### INSTRUCTIONS FOR THE TASK
Please print the full listing exactly.

### DATA EXCERPTS
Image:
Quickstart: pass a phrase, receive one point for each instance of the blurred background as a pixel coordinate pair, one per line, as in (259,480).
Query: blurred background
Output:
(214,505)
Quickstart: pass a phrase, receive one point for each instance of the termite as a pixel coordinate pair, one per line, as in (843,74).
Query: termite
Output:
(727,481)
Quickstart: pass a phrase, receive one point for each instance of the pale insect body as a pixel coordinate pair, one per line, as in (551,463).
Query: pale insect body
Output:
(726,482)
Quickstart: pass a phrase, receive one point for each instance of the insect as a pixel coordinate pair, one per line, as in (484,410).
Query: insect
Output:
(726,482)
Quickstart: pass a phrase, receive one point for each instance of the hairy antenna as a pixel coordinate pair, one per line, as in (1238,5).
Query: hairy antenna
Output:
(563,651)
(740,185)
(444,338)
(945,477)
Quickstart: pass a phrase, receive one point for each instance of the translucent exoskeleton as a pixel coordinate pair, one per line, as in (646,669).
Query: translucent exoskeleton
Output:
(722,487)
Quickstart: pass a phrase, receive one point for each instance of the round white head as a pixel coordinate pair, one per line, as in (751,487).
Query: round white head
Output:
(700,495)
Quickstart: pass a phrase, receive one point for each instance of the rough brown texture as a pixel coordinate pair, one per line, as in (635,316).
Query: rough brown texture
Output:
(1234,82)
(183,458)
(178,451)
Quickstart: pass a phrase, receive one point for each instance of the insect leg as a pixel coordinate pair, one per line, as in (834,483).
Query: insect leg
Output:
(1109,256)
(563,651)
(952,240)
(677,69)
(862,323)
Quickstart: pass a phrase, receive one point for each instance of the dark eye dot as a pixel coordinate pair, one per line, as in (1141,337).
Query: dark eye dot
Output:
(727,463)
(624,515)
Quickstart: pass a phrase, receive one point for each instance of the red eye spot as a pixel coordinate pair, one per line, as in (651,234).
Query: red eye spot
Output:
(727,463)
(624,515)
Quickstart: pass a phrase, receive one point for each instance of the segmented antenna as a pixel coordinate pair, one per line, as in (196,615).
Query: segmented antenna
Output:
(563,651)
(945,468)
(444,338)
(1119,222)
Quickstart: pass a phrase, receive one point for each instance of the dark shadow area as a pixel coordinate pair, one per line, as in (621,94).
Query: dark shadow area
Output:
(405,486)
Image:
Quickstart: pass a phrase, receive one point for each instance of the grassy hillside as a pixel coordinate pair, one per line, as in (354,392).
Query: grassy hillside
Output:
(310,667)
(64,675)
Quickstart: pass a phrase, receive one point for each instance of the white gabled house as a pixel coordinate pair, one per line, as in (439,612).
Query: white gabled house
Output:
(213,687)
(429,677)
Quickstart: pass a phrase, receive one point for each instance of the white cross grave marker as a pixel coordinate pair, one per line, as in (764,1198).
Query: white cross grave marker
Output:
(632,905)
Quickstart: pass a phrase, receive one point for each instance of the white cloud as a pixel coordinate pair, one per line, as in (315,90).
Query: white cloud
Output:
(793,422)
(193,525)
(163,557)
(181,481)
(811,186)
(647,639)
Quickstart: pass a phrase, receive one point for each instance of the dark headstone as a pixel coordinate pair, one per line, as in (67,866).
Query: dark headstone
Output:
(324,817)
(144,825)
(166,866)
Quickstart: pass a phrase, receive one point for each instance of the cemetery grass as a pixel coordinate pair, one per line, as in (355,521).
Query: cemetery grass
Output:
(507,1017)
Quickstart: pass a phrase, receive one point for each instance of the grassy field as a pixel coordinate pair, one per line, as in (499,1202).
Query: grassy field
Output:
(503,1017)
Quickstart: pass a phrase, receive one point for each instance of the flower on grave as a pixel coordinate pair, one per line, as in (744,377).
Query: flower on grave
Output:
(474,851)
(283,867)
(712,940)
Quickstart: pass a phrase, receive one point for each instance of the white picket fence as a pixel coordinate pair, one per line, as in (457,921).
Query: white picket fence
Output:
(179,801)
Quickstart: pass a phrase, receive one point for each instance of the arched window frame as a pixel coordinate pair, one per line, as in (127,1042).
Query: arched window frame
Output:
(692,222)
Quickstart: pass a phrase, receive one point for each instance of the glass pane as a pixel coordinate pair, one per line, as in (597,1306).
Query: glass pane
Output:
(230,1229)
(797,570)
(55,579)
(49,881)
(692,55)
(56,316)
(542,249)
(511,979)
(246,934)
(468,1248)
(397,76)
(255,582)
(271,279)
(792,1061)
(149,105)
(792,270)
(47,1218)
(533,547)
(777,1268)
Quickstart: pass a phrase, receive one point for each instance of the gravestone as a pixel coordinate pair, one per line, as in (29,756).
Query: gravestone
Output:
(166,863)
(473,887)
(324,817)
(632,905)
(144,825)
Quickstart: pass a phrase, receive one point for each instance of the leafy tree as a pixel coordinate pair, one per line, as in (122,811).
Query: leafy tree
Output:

### ANSWER FOR THIS EXERCISE
Image:
Quickstart: pass a phrase, receive one point for each instance of the blurred background as a pixel coordinate pair, one per line, as in (259,480).
Query: blurred background
Output:
(214,505)
Quickstart: pass a phrase, receive one point for each instance of the termite as a pixel coordinate pair, one per line, as in (843,74).
Query: termite
Output:
(727,481)
Quickstart: pass a phrase, receive one point for each instance of the pale insect body as a pixel coordinate pair, one per line, as in (551,463).
Query: pale insect body
Output:
(726,482)
Quickstart: pass a phrase, receive one point for each instance of the insect as a pixel coordinate pair, one per line, as in (484,410).
Query: insect
Output:
(726,482)
Quickstart: pass a phrase, receive one point for each instance of the hairy antenna as a pixel coordinate pair, one per line, as in (1238,5).
Query: hairy antenna
Output:
(563,651)
(740,185)
(444,338)
(945,477)
Quickstart: pass a phrase, receive one point for each instance of the translucent exoskeleton as a pixel coordinate pair, one per line, as in (646,669).
Query: translucent exoskeleton
Output:
(722,487)
Quickstart: pass a phrase, receive one point for each instance of the round white head as a pixel coordinate pair, one per line, as in (751,487).
Query: round white head
Output:
(700,495)
Quickstart: pass a phrase, receive one point for each instance of the rough brown texture as a pixel coordinate pair, one per line, as in (635,316).
Query: rough brown texture
Output:
(1234,82)
(183,458)
(178,451)
Quickstart: pass a phrase, receive one point for each instance of the insect leg as a pixel coordinate pair, one per line, as in (834,483).
Query: insect leg
Output:
(1109,256)
(563,651)
(952,240)
(677,69)
(862,323)
Quickstart: pass a phrase, receive one point for each instance of the dark eye dot as a pixel coordinate pair, one per line, as in (1141,337).
Query: dark eye dot
Output:
(727,463)
(624,515)
Quickstart: pass a phrase, receive one point for each instance of the red eye spot as a pixel coordinate pair, one per line, as in (651,234).
Query: red eye spot
Output:
(727,463)
(624,515)
Quickstart: pass a phrase, receive one point for each instance of the segmented antenna as a pixel coordinate pair, one per line, as in (196,615).
Query: segmented antenna
Output:
(563,651)
(945,468)
(444,338)
(1119,222)
Quickstart: pass a phrase, receive one point for each instance of the dark shadow area as a pixel coordinate pair, one per line, as in (621,94).
Query: dark shadow area
Output:
(405,486)
Image:
Quickstart: pass a phrase, receive one point for each instance of the grassy hillside as a pixel coordinate pair, one per line, as in (354,392).
Query: grassy hillside
Output:
(310,667)
(64,675)
Quickstart: pass a phrase, receive one point for each instance of the white gabled house as a pixel coordinate pair, one per line, as in (439,612).
Query: white gabled house
Output:
(213,687)
(429,677)
Quickstart: pass a phrase, receive one point for each instance of the white cross grave marker as a pixel coordinate pair, one per line, as in (764,1198).
Query: white cross grave marker
Output:
(632,905)
Quickstart: pass a phrase, receive one point for each instance of the white cloud as a pixel coordinate pair, one per line, as in (315,90).
Query: white cloud
Output:
(793,422)
(193,525)
(163,557)
(181,481)
(811,186)
(647,639)
Quickstart: pass a phrase, receive one point for each instance of the dark headstone as a pixel coordinate pair, one per line, as in (67,866).
Query: dark headstone
Output:
(324,817)
(144,825)
(166,866)
Quickstart: pass a phrase, receive one point for each instance of the cemetery grass as a pixel coordinate pair, one per line, as in (355,521).
Query: cemetery grass
Output:
(507,1017)
Quickstart: pass a phrase, receive one point for each instance of the grassy field as a pixel coordinate pair, one per line, as in (499,1202).
Query: grassy field
Output:
(503,1017)
Quickstart: pass a phrase, receive one point for each instance of the flower on grave as a pixel coordinate pair, one per line, as in (744,377).
Query: flower on grave
Output:
(474,851)
(283,867)
(712,940)
Quickstart: pass a phrase, receive one point for each instance of the white picket fence as a pixel coordinate pair, one per line, as in (457,921).
Query: white picket fence
Output:
(179,801)
Quickstart: pass a phrase, receive one point for each instance of the arched window frame as a pixel coordinate pair, one per line, as in (127,1042).
Query: arched window frame
Output:
(692,222)
Quickstart: pass a phrase, receive one point for each instance of the glass pane as a pixel coordinate pair, one per line, as in (597,1306).
Query: glass pane
Output:
(230,1229)
(797,570)
(55,579)
(49,881)
(692,55)
(56,316)
(542,249)
(511,979)
(246,934)
(468,1248)
(397,76)
(255,582)
(271,279)
(792,1061)
(149,105)
(792,270)
(47,1218)
(533,547)
(777,1268)
Quickstart: pass a phrase, receive one point for each instance of the gravestone as a pixel coordinate pair, one per line, as in (29,756).
Query: gravestone
Output:
(166,863)
(473,887)
(324,817)
(632,905)
(144,825)
Quickstart: pass a phrase, receive one point for each instance of the leafy tree as a pixel coordinate pair, one per line, as in (122,811).
Query: leafy tree
Output:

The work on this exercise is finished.